(Dataset records)

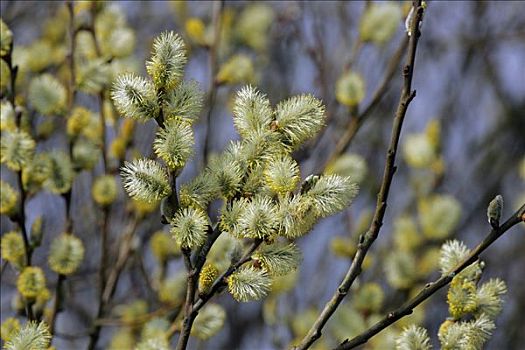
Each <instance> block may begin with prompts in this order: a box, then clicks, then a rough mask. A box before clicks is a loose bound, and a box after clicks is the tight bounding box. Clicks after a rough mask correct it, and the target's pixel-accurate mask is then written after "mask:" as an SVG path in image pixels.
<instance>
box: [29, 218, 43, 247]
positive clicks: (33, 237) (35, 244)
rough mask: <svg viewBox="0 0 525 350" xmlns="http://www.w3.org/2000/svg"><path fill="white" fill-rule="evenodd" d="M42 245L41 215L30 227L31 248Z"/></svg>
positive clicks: (41, 223) (41, 220) (41, 228)
mask: <svg viewBox="0 0 525 350" xmlns="http://www.w3.org/2000/svg"><path fill="white" fill-rule="evenodd" d="M41 243H42V215H39V216H38V217H37V218H36V219H35V221H33V224H32V225H31V246H32V247H39V246H40V244H41Z"/></svg>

(End Dataset records)

* How to complete this task
Count up the lines containing "instance" in the listing above, then write that number and stop.

* Written answer
2